→ Your task
Each entry below must appear in the answer exactly as written.

→ Task inputs
******************************

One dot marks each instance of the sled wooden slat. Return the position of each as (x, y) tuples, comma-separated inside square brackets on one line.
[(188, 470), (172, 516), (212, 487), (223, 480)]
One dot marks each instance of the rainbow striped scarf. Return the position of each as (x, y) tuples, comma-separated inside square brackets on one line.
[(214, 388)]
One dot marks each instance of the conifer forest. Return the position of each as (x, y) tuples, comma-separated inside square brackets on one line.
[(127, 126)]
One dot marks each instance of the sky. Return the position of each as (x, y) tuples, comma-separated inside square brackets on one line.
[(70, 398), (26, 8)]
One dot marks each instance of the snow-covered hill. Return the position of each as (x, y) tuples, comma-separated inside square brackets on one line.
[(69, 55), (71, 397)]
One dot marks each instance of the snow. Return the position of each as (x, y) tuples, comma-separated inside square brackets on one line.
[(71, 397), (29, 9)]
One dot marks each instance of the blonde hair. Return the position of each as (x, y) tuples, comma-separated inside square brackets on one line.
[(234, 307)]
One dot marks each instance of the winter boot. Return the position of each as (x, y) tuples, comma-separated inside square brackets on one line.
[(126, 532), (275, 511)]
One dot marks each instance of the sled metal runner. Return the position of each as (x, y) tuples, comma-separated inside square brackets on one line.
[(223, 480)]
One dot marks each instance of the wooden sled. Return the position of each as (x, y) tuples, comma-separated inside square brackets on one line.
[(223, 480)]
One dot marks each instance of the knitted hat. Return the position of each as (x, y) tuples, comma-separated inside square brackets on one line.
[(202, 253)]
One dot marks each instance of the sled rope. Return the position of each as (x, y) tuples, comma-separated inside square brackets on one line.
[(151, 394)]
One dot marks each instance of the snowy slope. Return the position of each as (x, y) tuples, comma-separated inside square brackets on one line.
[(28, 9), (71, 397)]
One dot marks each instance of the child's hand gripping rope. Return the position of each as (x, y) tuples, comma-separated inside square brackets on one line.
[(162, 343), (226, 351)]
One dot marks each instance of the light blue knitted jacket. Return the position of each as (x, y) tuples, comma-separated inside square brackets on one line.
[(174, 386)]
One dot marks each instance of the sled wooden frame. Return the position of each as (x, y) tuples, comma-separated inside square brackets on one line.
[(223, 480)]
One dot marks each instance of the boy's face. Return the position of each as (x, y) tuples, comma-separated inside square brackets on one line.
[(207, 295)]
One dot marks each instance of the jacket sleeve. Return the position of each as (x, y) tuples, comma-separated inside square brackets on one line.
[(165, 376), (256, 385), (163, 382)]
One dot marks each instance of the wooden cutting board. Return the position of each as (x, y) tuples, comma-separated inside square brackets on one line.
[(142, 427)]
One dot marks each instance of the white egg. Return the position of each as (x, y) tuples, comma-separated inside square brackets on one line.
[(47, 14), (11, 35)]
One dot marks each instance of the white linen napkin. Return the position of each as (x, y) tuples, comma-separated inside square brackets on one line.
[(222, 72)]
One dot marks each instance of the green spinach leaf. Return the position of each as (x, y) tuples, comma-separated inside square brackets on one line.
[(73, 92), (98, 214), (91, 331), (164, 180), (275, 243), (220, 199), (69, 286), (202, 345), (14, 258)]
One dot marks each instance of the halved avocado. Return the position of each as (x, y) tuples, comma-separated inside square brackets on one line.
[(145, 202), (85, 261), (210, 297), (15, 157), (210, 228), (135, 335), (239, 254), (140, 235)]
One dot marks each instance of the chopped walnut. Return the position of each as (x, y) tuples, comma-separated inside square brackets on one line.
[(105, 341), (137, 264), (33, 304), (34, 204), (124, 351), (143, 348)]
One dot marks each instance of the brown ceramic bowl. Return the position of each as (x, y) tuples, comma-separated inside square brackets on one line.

******************************

→ Problem solution
One dot marks each instance of the sled wooden slat. Return the position of each as (x, y) tuples, comma-separated inside square brackets on one line.
[(188, 470), (172, 516), (212, 487), (223, 480)]
One dot marks each instance of the rainbow striped scarf. Return the position of each as (x, y) tuples, comma-separated inside square brackets on one line.
[(214, 388)]
One dot marks each instance of the conifer forest. Return the position of each as (x, y) tuples, comma-separated inside square brackets on one line.
[(127, 126)]
One dot marks each instance of the sky. Return the position of each as (x, y) tuples, comma-separated inside square brackets on one line.
[(70, 398), (26, 8)]
One dot marks each instance of the snow-covered hill. Return the position of each as (x, y) tuples, comma-separated inside square brackets on one line.
[(69, 55), (71, 397)]
One dot marks each instance of the snow. Return the position of each as (x, y) tuples, comma-separated inside square brackets on one line.
[(71, 397), (29, 9)]
One dot marks each instance of the blonde hair. Return the position of each as (x, y) tuples, comma-separated inside square brackets on one line.
[(234, 307)]
One dot marks each instance of the winter boot. Return the position of each as (x, y) tuples, comma-separated inside square brackets on one line.
[(126, 532), (275, 511)]
One dot marks each instance of the sled metal runner. Return the position of each as (x, y) tuples, comma-separated inside square brackets on one line.
[(223, 480)]
One dot marks each instance of the wooden sled. Return the position of each as (x, y) tuples, comma-separated inside square brackets on one line.
[(223, 480)]
One dot marks each instance of the knitted hat. Return the position of each as (x, y) tuples, comma-separated inside square brackets on one line.
[(202, 253)]
One dot marks each instance of the sled rope. Return the position of each as (x, y) tuples, comma-separated inside square brackets on one line.
[(151, 394)]
One dot marks each instance of the snowy slope. Return the position of each as (x, y) tuples, comma-separated inside square brackets on one line.
[(28, 9), (71, 397)]
One dot marks each instance of the child's hand gripping rope. Return the position of each as (x, y) tuples, comma-separated inside square brackets on one line.
[(162, 343), (226, 351)]
One dot marks each instance of the light blue knitted jacket. Return the position of each as (x, y) tuples, comma-separated inside square brackets on one line.
[(174, 386)]
One dot marks each instance of the sled wooden frame. Return the position of each as (x, y) tuples, comma-separated inside square brackets on one line.
[(223, 480)]
One dot marks each instance of the boy's face. Return the position of each as (x, y) tuples, comma-separated inside square brackets on one line.
[(207, 295)]
One dot marks each instance of the jacket sleeve. Return the position of each as (x, y) tuples, comma-separated inside square brackets on one line.
[(165, 376), (256, 385), (163, 382)]
One dot marks each instance of the wooden cutting board. Return the position of each as (x, y) tuples, comma-separated inside square brackets on one line.
[(142, 427)]
One dot marks each instance of the white egg. Return the position of each as (x, y) tuples, comma-separated inside square brackets on one line.
[(47, 14), (11, 35)]
One dot marks each instance of the white linen napkin. Return the position of each as (x, y) tuples, comma-separated inside square brackets on one line.
[(222, 72)]
One dot marks each instance of the green spinach leaf. Return the position of each as (x, y) tuples, comma-separated inside square brackets on one line.
[(73, 92), (98, 214), (91, 331), (164, 180), (275, 243), (220, 199), (69, 286), (202, 345), (14, 258)]
One dot marks each instance of the halved avocado. Return the position of each as (x, y) tuples, comma-separated inside square brackets on one line.
[(145, 202), (85, 261), (210, 297), (15, 157), (210, 228), (135, 335), (239, 254), (140, 235)]
One dot marks each instance of the chopped walnut. Return the position of each as (x, y) tuples, comma-separated inside square brackets on one line.
[(105, 341), (137, 264), (33, 304), (34, 204), (124, 351), (143, 348)]
One dot marks each instance of the brown ceramic bowl. Return the position of each as (x, y) tuples, comma-separated inside square brackets on one line.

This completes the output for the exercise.